Point placement records
•••
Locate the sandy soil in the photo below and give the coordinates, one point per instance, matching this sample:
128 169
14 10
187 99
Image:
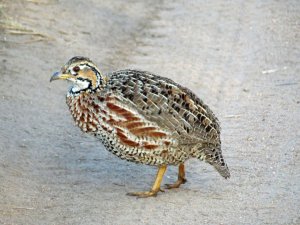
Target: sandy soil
241 57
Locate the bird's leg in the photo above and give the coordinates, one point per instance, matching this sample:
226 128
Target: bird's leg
181 178
156 186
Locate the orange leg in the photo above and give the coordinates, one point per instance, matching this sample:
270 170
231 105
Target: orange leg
181 178
156 186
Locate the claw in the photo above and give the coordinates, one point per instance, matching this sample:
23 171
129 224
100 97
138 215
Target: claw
145 194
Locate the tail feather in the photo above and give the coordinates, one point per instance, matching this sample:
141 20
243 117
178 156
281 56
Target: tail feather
214 157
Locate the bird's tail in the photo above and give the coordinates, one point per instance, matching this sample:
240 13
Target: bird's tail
215 158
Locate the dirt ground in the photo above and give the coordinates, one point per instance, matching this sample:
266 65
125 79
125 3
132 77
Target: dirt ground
240 57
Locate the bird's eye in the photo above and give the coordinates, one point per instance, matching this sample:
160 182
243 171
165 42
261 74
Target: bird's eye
•••
▶ **EXERCISE DIRECTIONS**
Could you format every one of the lines above as a numbered list, skipping any blank lines and leaving out the pictures?

▶ **COMPLETE ANSWER**
1. Locate the sandy soil in the photo below and give the coordinates, one point per instance, matching this sample:
2. 128 169
3. 14 10
4. 187 99
5. Image:
6. Target: sandy soil
7. 241 57
8. Locate the bird's leg in the photo above and give the coordinates, one point per instance, matching this sample:
9. 226 128
10. Target: bird's leg
11. 181 178
12. 156 186
13. Locate the orange leg in the photo above and give the coordinates, one point per instance, matching this sample:
14. 270 170
15. 231 105
16. Target: orange leg
17. 181 178
18. 156 186
19. Locate the claw in the photo above and give the coordinates, one point per instance, matching this sample:
20. 23 171
21. 129 224
22. 100 97
23. 138 215
24. Target: claw
25. 145 194
26. Locate the tail feather in the photo above and give the coordinates, one point per instance, matching this sample:
27. 141 20
28. 243 117
29. 178 156
30. 281 56
31. Target: tail feather
32. 214 157
33. Locate the bird's tail in the photo above and give the coordinates, one point per instance, matching this sample:
34. 240 13
35. Target: bird's tail
36. 215 158
37. Locate the dirt ground in the photo above and give the coordinates, one point per instance, matching this sample:
38. 266 65
39. 125 79
40. 125 3
41. 132 77
42. Target: dirt ground
43. 240 57
44. Locate the bird's eye in the photo above and give the coordinates, one point per instance, matching this sample:
45. 160 182
46. 243 171
47. 165 42
48. 261 74
49. Target: bird's eye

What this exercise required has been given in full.